▶ _KUTIPAN TERPILIH_

<<<<

Dmitry Medvedev: Rusia Menjadi Target Senjata Nuklir NATO, Moskow Tak Boleh Diam, Harus Membalas
Krisis rusia ukraina | 18 Juli 2022, 14:45 WIBVOLGOGRAD, KOMPAS.TV - Wakil Ketua Dewan Keamanan Nasional Rusia Dmitry Medvedev mengatakan Rusia tidak bisa tinggal diam atas ekspansi NATO yang diklaim mengancam negara federal itu.
Ketika berbicara dalam forum veteran Rusia di Volgograd, Minggu (17/7/2022), Medvedev menyebut ekspansi NATO ke timur berbahaya karena aliansi itu punya senjata canggih yang diarahkan ke Rusia.
“Ini terjadi setelah Pakta Warsawa (aliansi pimpinan Uni Soviet) bubar. Tetangga kita, anggota-angota NATO, tidak bubar tetapi terus berkonsolidasi,” kata Medvedev dikutip TASS.

>>>>

▶ _UNTUK DIKERJAKAN_
a: Ubah bagian kutipan tentang Medvedev di antara "Dmitry Medvedev: Rusia" dan "Medvedev dikutip TASS.", termasuk keduanya, dengan mengganti "ekspansi" menjadi "perluasan".
b: Teruskan kutipan tentang pernyataan Medvedev soal NATO, mulai sesudah kalimat terakhirnya.
Daftar sesudah ini tidak ada kaitannya dengan kutipan tersebut.

▶ _DATA YANG DIBERIKAN_
<<<<

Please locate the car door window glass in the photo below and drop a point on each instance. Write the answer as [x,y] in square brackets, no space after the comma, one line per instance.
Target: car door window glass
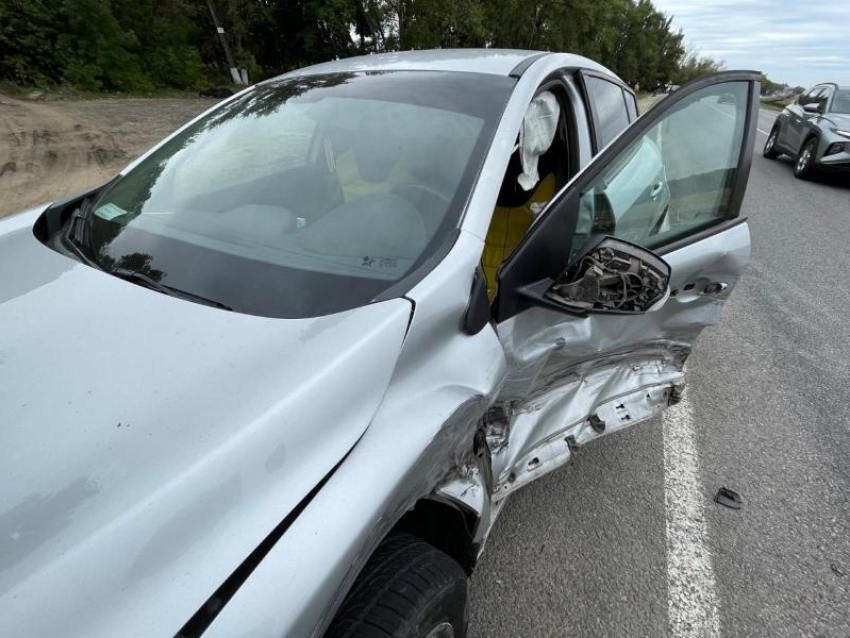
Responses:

>>>>

▶ _KUMPULAN JAWABAN_
a:
Dmitry Medvedev: Rusia Menjadi Target Senjata Nuklir NATO, Moskow Tak Boleh Diam, Harus Membalas
Krisis rusia ukraina | 18 Juli 2022, 14:45 WIBVOLGOGRAD, KOMPAS.TV - Wakil Ketua Dewan Keamanan Nasional Rusia Dmitry Medvedev mengatakan Rusia tidak bisa tinggal diam atas perluasan NATO yang diklaim mengancam negara federal itu.
Ketika berbicara dalam forum veteran Rusia di Volgograd, Minggu (17/7/2022), Medvedev menyebut perluasan NATO ke timur berbahaya karena aliansi itu punya senjata canggih yang diarahkan ke Rusia.
“Ini terjadi setelah Pakta Warsawa (aliansi pimpinan Uni Soviet) bubar. Tetangga kita, anggota-angota NATO, tidak bubar tetapi terus berkonsolidasi,” kata Medvedev dikutip TASS.

b:
“Mereka tidak membuat langkah simetris (pengaturan sumber daya yang setara) apa pun dan, kendati berbagai janji yang mereka buat tiga puluh tahun terkini, malah memasukkan lebih banyak negara ke aliansi Atlantik Utara dan berekspansi lebih dekat ke perbatasan kita.”
“Tujuan mereka tidak berubah, senjata-senjata canggih mereka masih diarahkan ke negara kita,” sambung presiden Rusia periode 2008-2012 tersebut.
Baca Juga: Ukraina Berani Serang Rusia, Dmitry Medvedev Janjikan ‘Hari Pembalasan’ untuk Kiev
Medvedev mengklaim bahwa Rusia selama ini menjadi target dari senjata-senjata nuklir milik NATO.
Akibatnya, sekutu Vladimir Putin ini menegaskan bahwa Moskow mesti “membalas” dan tidak mengabaikan “ancaman” NATO.
“Kita tidak bisa cuek dengan itu (sikap NATO). Kendati upaya kita untuk membina hubungan bersahabat, hidup seperti ini adanya. Krisis Rudal Kuba pada 1960-an, perkembangan-perkembangan lain di planet ini, serta situasi terkini menunjukkannya,” kata Medvedev.
“Apabila Anda tidak membalas, jika Anda membiarkan ancaman seperti itu, ini akan berakhir sangat menyedihkan,” lanjut politikus berusia 56 tahun tersebut.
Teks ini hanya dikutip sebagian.